Exercise directions:
Exact reproduction of every entry is required.

»»

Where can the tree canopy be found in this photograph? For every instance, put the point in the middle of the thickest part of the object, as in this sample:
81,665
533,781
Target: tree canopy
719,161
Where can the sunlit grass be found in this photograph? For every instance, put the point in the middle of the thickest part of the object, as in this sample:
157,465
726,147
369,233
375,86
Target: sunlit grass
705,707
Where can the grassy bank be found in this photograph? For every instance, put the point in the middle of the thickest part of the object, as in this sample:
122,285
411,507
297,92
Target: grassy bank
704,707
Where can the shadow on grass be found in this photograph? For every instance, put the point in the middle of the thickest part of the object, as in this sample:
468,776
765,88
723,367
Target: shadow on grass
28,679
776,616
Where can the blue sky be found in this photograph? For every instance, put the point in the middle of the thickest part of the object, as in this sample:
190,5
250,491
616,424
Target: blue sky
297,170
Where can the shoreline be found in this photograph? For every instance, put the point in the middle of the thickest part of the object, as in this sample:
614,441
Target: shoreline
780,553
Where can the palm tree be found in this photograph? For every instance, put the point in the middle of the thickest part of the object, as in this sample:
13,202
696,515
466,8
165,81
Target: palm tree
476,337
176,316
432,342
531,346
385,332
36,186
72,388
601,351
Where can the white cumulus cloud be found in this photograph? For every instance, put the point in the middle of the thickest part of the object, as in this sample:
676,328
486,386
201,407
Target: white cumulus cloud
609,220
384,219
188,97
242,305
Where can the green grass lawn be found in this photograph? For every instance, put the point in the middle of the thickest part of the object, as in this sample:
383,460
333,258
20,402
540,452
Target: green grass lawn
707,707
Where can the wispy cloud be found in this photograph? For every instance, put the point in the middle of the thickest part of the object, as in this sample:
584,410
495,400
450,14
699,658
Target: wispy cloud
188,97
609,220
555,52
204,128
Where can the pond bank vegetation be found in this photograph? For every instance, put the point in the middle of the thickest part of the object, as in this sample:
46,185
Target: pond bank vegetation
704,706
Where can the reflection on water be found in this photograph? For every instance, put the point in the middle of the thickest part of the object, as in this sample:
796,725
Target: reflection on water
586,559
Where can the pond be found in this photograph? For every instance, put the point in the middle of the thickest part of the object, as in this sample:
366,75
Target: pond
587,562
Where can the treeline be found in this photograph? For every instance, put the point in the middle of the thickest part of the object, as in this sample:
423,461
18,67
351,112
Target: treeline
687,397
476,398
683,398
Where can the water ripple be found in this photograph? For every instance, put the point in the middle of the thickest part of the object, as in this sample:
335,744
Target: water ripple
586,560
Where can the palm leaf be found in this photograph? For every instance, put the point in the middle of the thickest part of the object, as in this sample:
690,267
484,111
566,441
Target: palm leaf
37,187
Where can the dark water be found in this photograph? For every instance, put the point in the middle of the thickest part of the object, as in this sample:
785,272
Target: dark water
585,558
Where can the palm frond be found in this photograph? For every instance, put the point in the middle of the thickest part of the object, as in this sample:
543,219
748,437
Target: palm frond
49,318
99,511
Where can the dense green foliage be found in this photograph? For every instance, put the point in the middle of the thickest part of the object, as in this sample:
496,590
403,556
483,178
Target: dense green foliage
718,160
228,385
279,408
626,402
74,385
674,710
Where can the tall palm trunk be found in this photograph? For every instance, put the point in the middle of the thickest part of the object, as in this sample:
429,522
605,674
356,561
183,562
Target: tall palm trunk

««

Output:
Where can the tree canopy be found in this photograph? For every instance, put the point in the middle of the thickest part of the object, as in this sample:
81,665
533,781
Target: tree canopy
719,161
Where can the sunlit grass be found in this photograph? For every instance, put the point in the middle of the thickest part of the object, as in this sample:
157,465
726,147
369,233
375,86
Target: sunlit grass
705,707
Where can the grassy bank be found in this photograph? For every instance, put the point in the middle of the thickest part of the object, as in this sample:
122,285
411,507
297,92
Target: grassy bank
704,707
Where can the shadow on grass be found in this photograph? For every instance, put the point in the middle of the thickest part of the object, as in this sample:
468,776
765,88
723,367
Target: shadow on grass
28,679
776,616
Where can the blue sky be found in this photograph? For every instance, put the point in the middle of the thickest part of the object, as in this sample:
190,5
250,491
616,424
Target: blue sky
297,170
Where can the shoreline be found in this photograph? For every instance, put the point in the middle of the thickest part of the object, as in this sample:
614,441
Target: shoreline
780,553
Where can the palm tree be found in this photograph? For every instance, put the point in the middle of the thickest part of the object, as in this sample:
13,202
696,515
466,8
165,81
Target: palm tree
476,337
176,316
432,342
531,346
385,332
36,186
72,388
601,351
Where can the white cumulus cloud be found in this photograph? For every instance, put the point in the middle of the thickest part of the object, as in this sample:
676,328
486,386
201,407
Target: white cumulus cloud
609,220
384,219
188,97
242,305
Where can the green grass lawn be found in this photograph? For every instance, put the point in the middle of the thickest part of the object, as in this sample:
383,460
333,258
20,402
540,452
Target: green grass lawn
707,707
Where can the wispy cloud be found in this photograph? For every instance, put the point in the middle of the thickest part of the object, as in this sample:
584,410
495,400
450,14
699,658
Target: wispy cloud
188,97
609,220
555,52
204,128
Where can the pond bank vegetation be found in this photograph? For every instance, put the point in the middle of the thickest part of the object, as in this sample:
46,185
Target: pond bank vegetation
704,706
Where can the reflection on water be found in this photograph? For every instance, put the point in the middle of the thickest part of the object, as in this sample:
796,725
Target: reflection on water
586,559
Where can the pond be found in this photograph? For every instance, put the point in the middle of the thickest part of the object, as in this sample:
366,75
Target: pond
587,562
Where can the treeline be found in this photograph? For every instance, put the point in the middle of the thickest part of the object, as in this sample:
423,461
18,67
351,112
Target: treeline
687,397
476,398
683,398
Where can the water ripple be found in this photograph? For every instance, put the point in the middle of the thickest part of the object, as in this sample:
335,744
Target: water ripple
586,560
Where can the palm leaf be found in this photograph? For every instance, put the point in the middle of the thickest part of the object, as in this sample:
690,267
484,111
566,441
Target: palm leaf
37,187
Where can the dark water be found in this photograph? For every instance, put the point in the middle of the thickest part of the object, as in this sample:
785,272
Target: dark water
585,558
Where can the palm frond be found in this photograph? For every instance, put the point in the middle of the thickest part of the object, as in this sample:
543,219
748,437
Target: palm frond
49,318
99,511
Where can the dense green foliage be found in this photograph? For every instance, put the point in the middle of the thickest part of the object, as in this sample:
496,590
403,556
483,178
Target: dense green foliage
718,160
228,385
279,408
626,402
74,385
674,710
Where can the tall palm trunk be found in this photograph? For every instance, put the point in the middle of the thickest part of the object, as in this sample:
429,522
605,674
356,561
183,562
Target: tall palm trunk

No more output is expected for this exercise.